Work instructions
An exact copy of every entry is needed, with no images.

Records from a dataset
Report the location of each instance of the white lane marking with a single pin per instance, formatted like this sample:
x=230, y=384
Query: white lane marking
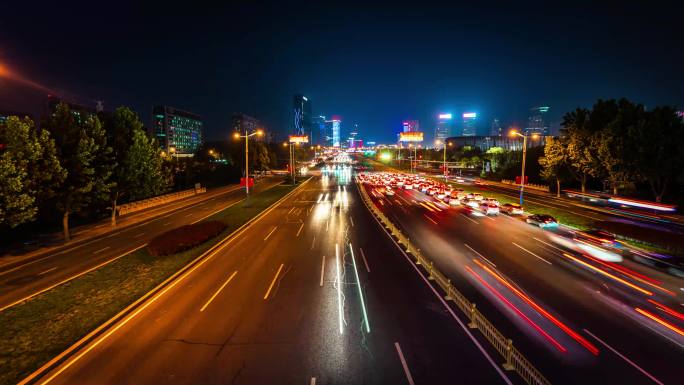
x=218, y=291
x=470, y=219
x=269, y=234
x=322, y=269
x=403, y=364
x=637, y=367
x=532, y=253
x=48, y=270
x=481, y=256
x=274, y=280
x=101, y=250
x=363, y=256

Solution below
Report the location of each instance of the white lane marking with a single pin per instance, formatted like this sample:
x=230, y=384
Query: white lane marking
x=218, y=291
x=470, y=219
x=269, y=234
x=322, y=269
x=403, y=364
x=637, y=367
x=532, y=253
x=48, y=270
x=481, y=256
x=274, y=280
x=101, y=250
x=363, y=256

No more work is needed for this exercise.